Reproduce, without any change, the part of the records that begins with the line containing "Provide the mask of every instance of the rocky" and continues through the end of the records.

--- start Supplied data ---

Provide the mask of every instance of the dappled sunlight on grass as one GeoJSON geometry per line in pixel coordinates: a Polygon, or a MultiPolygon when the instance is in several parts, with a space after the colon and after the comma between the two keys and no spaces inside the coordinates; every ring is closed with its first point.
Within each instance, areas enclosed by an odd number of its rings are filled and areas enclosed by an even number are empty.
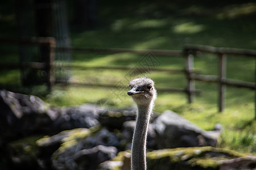
{"type": "Polygon", "coordinates": [[[185,23],[174,27],[174,32],[177,33],[195,33],[204,29],[203,25],[196,24],[193,22],[185,23]]]}

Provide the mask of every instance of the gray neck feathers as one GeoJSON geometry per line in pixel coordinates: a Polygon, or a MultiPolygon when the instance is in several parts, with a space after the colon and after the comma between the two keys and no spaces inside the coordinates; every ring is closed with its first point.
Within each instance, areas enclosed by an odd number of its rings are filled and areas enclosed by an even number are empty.
{"type": "Polygon", "coordinates": [[[137,104],[138,113],[131,146],[133,170],[146,169],[146,144],[147,129],[154,105],[152,101],[148,105],[137,104]]]}

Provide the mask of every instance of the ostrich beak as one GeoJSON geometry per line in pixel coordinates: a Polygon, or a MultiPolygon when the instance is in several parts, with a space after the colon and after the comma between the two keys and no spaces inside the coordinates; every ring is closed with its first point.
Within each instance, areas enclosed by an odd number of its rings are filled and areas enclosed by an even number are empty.
{"type": "Polygon", "coordinates": [[[132,89],[129,91],[127,94],[128,95],[131,96],[135,94],[141,94],[143,92],[144,92],[144,91],[139,91],[139,87],[134,86],[134,87],[133,87],[132,89]]]}

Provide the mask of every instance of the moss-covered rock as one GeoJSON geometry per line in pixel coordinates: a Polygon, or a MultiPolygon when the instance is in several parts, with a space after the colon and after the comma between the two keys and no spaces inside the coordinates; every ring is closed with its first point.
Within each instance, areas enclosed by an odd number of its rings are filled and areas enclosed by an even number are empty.
{"type": "MultiPolygon", "coordinates": [[[[129,151],[119,152],[112,159],[113,163],[103,163],[98,167],[98,169],[129,169],[130,165],[127,158],[129,159],[130,152],[129,151]],[[120,164],[119,162],[123,164],[120,164]],[[115,162],[119,163],[115,164],[115,162]],[[113,166],[110,167],[111,165],[113,166]],[[104,167],[107,168],[104,169],[104,167]]],[[[224,164],[226,165],[227,162],[241,158],[245,158],[243,160],[247,159],[248,166],[255,168],[256,157],[245,156],[232,150],[210,146],[163,149],[147,153],[147,169],[217,170],[221,169],[224,164]]],[[[239,168],[239,165],[236,166],[239,168]]],[[[233,169],[232,168],[230,169],[233,169]]]]}
{"type": "Polygon", "coordinates": [[[19,169],[20,167],[27,169],[39,168],[39,148],[36,141],[41,137],[31,136],[9,143],[5,149],[8,168],[10,169],[19,169]]]}

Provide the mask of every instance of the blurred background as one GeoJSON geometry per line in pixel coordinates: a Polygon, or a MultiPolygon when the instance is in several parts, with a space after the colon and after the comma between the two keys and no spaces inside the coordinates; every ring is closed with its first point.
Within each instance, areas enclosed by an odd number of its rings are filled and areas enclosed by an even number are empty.
{"type": "MultiPolygon", "coordinates": [[[[255,19],[254,1],[1,1],[0,88],[39,96],[51,106],[96,104],[106,100],[108,106],[126,107],[133,103],[124,87],[134,75],[151,78],[156,88],[187,87],[186,75],[182,72],[134,71],[143,66],[147,57],[154,60],[147,65],[151,69],[184,69],[183,56],[167,57],[152,50],[177,50],[182,54],[187,44],[256,50],[255,19]],[[49,62],[49,48],[45,44],[15,40],[33,37],[56,40],[53,62],[61,67],[52,71],[56,82],[61,83],[53,83],[51,90],[46,83],[47,70],[9,66],[49,62]],[[69,46],[87,50],[71,50],[69,46]],[[92,48],[146,50],[142,54],[115,53],[92,48]],[[71,68],[70,65],[76,67],[71,68]],[[101,68],[117,66],[130,69],[101,68]],[[66,84],[69,82],[77,83],[66,84]],[[98,84],[113,86],[93,86],[98,84]]],[[[218,75],[216,54],[197,56],[194,58],[195,69],[203,74],[218,75]]],[[[255,67],[255,58],[231,55],[227,59],[226,76],[254,82],[255,67]]],[[[192,104],[185,93],[159,91],[155,110],[174,110],[205,130],[221,124],[225,129],[221,147],[255,152],[254,90],[227,87],[225,109],[220,113],[218,83],[196,81],[195,88],[201,94],[192,104]]]]}

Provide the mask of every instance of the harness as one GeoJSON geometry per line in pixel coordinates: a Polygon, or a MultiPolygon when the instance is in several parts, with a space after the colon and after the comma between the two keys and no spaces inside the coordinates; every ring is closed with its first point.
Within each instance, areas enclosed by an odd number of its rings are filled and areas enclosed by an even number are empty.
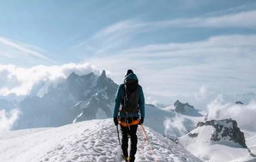
{"type": "MultiPolygon", "coordinates": [[[[138,97],[138,94],[139,94],[139,87],[137,87],[137,89],[136,89],[136,95],[135,95],[135,101],[137,101],[138,102],[139,101],[139,98],[138,97]]],[[[121,109],[119,109],[119,112],[122,112],[122,113],[124,113],[125,114],[125,117],[124,118],[123,120],[121,120],[121,118],[120,118],[120,116],[118,116],[118,120],[119,120],[119,123],[120,124],[120,125],[123,126],[125,126],[125,127],[129,127],[129,126],[133,126],[133,125],[137,125],[139,123],[139,119],[137,119],[137,120],[133,120],[133,117],[128,117],[128,114],[129,113],[132,113],[132,112],[137,112],[137,113],[139,113],[140,111],[139,111],[139,106],[137,106],[137,110],[135,110],[133,108],[126,108],[126,106],[127,106],[127,89],[125,87],[125,97],[123,99],[123,106],[121,108],[121,109]],[[131,118],[131,122],[129,122],[129,120],[128,120],[128,118],[131,118]]],[[[138,104],[137,104],[138,106],[138,104]]]]}

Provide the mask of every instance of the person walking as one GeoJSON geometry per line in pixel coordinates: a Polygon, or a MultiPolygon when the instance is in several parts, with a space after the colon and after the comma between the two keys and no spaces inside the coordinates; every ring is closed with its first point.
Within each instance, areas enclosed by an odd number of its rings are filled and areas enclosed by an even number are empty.
{"type": "Polygon", "coordinates": [[[121,148],[125,161],[134,162],[137,151],[137,129],[145,118],[145,99],[142,87],[133,71],[128,70],[124,83],[119,85],[115,98],[113,118],[115,124],[120,124],[122,139],[121,148]],[[119,118],[118,118],[118,116],[119,118]],[[131,148],[128,155],[128,138],[131,148]]]}

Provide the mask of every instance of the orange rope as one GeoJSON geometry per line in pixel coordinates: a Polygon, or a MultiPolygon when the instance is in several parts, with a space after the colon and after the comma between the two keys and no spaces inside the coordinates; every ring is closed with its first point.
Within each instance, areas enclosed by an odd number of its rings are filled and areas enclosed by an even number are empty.
{"type": "Polygon", "coordinates": [[[153,155],[153,157],[154,157],[154,160],[155,160],[155,162],[157,162],[157,161],[156,161],[156,158],[155,158],[155,157],[156,157],[155,154],[154,154],[154,151],[153,151],[153,149],[152,149],[152,146],[151,146],[151,145],[150,145],[150,140],[148,139],[148,136],[147,136],[147,134],[146,133],[145,128],[144,128],[144,127],[143,126],[142,124],[141,124],[141,123],[140,123],[140,124],[140,124],[140,128],[141,128],[141,129],[143,130],[142,132],[143,132],[143,134],[144,134],[144,136],[146,136],[146,140],[148,140],[148,145],[150,146],[150,150],[151,150],[151,153],[152,153],[152,155],[153,155]]]}

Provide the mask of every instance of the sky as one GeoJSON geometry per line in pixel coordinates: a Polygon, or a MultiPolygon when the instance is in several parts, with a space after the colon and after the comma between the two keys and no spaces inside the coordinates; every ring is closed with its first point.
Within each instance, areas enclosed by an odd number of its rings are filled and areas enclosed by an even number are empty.
{"type": "Polygon", "coordinates": [[[253,0],[10,0],[0,24],[1,95],[65,69],[120,84],[129,69],[152,95],[256,92],[253,0]]]}

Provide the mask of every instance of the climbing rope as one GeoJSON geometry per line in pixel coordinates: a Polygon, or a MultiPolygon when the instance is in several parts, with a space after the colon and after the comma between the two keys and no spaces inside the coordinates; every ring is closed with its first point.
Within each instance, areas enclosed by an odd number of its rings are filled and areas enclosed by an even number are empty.
{"type": "Polygon", "coordinates": [[[154,151],[153,151],[153,149],[152,149],[152,146],[151,146],[150,141],[150,140],[149,140],[148,138],[147,134],[146,134],[146,130],[145,130],[145,128],[144,128],[144,127],[143,126],[143,125],[142,125],[141,123],[140,123],[139,126],[140,126],[140,128],[142,130],[142,132],[143,133],[143,136],[146,137],[146,139],[148,140],[148,145],[150,146],[150,150],[151,150],[151,153],[152,153],[152,155],[153,155],[154,159],[155,162],[157,162],[157,161],[156,161],[156,159],[155,153],[154,153],[154,151]]]}

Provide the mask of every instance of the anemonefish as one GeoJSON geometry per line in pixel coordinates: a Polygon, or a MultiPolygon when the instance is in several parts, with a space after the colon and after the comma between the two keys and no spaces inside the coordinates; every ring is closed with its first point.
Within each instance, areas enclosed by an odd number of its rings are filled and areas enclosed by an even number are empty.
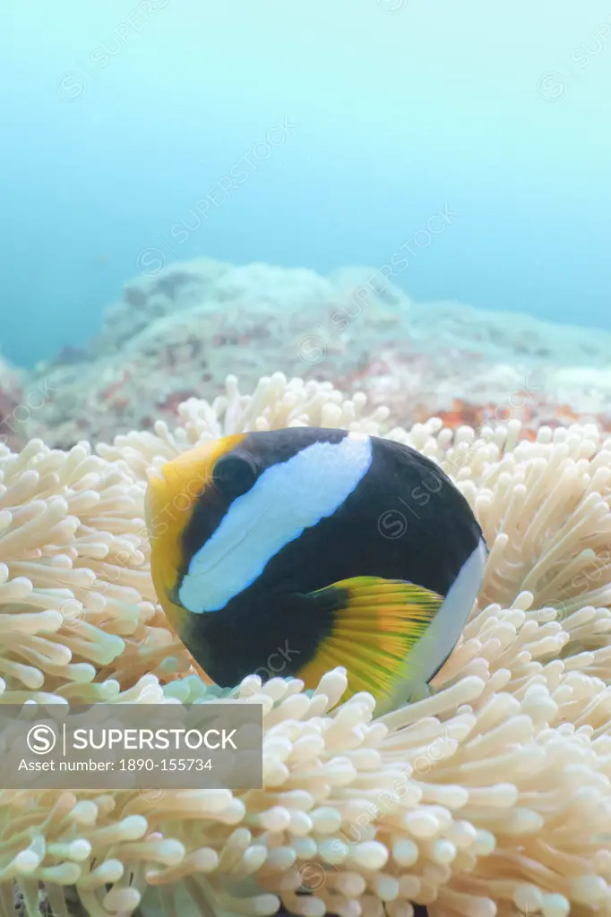
{"type": "Polygon", "coordinates": [[[422,696],[487,554],[432,460],[345,430],[193,448],[150,479],[147,524],[159,601],[210,679],[277,674],[308,689],[343,666],[349,694],[371,692],[379,710],[422,696]]]}

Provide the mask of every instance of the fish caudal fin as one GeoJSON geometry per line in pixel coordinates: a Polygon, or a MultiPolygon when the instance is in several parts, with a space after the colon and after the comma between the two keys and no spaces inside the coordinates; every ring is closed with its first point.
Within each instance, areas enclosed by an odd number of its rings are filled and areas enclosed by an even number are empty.
{"type": "Polygon", "coordinates": [[[299,672],[307,687],[316,686],[330,668],[348,671],[348,696],[369,691],[377,702],[396,690],[405,678],[409,654],[443,603],[443,596],[402,580],[355,577],[311,593],[315,602],[331,594],[345,596],[335,612],[330,634],[299,672]]]}

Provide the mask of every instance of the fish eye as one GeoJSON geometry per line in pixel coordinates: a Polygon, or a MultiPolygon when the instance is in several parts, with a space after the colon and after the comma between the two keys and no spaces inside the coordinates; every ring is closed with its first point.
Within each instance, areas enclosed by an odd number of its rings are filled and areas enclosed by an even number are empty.
{"type": "Polygon", "coordinates": [[[250,491],[257,480],[257,467],[249,456],[232,452],[222,456],[212,470],[212,483],[224,497],[234,499],[250,491]]]}

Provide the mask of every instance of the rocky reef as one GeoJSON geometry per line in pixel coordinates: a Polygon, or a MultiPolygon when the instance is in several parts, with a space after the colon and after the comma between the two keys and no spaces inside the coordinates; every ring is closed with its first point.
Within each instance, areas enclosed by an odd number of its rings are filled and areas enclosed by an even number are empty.
{"type": "Polygon", "coordinates": [[[96,338],[39,364],[24,384],[49,396],[13,436],[107,439],[172,420],[190,396],[214,398],[228,373],[254,384],[272,370],[363,392],[409,422],[608,429],[609,352],[606,332],[415,303],[371,268],[322,277],[202,259],[126,283],[96,338]]]}

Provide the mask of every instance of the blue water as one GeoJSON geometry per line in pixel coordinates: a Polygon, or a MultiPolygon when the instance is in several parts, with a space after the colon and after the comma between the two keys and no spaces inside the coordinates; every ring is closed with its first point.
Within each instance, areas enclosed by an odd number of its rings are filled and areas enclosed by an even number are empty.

--- end Supplied data ---

Response to this exercise:
Provide the mask of every instance of the rocky reef as one GeoJSON geometry per line in pixel coordinates: a Polygon, or a MultiPolygon when the instance is in several parts, with a space after the colon and after the comma between the two keys and no spaces inside the coordinates; every ring is closed with its first point.
Within each instance, areas enclosed by an odd number of its rings are filled and areas enclosed by an even number are empty.
{"type": "Polygon", "coordinates": [[[96,338],[39,364],[24,384],[49,396],[13,436],[107,439],[172,420],[190,396],[214,398],[228,373],[254,384],[272,370],[363,392],[409,422],[608,429],[609,352],[606,332],[415,303],[371,268],[322,277],[202,259],[126,283],[96,338]]]}

Provide the mask of every instance of the blue water as one GeoJSON geometry per line in pixel coordinates: a Polygon, or a MultiPolygon when the instance is in several parts, with a space after the colon and after the comma between the two keys and no spaces inside the coordinates; every ring is closed with its first point.
Within each instance, areas enclosed by an odd number of its rings are filled and areas enclosed by an even number are empty.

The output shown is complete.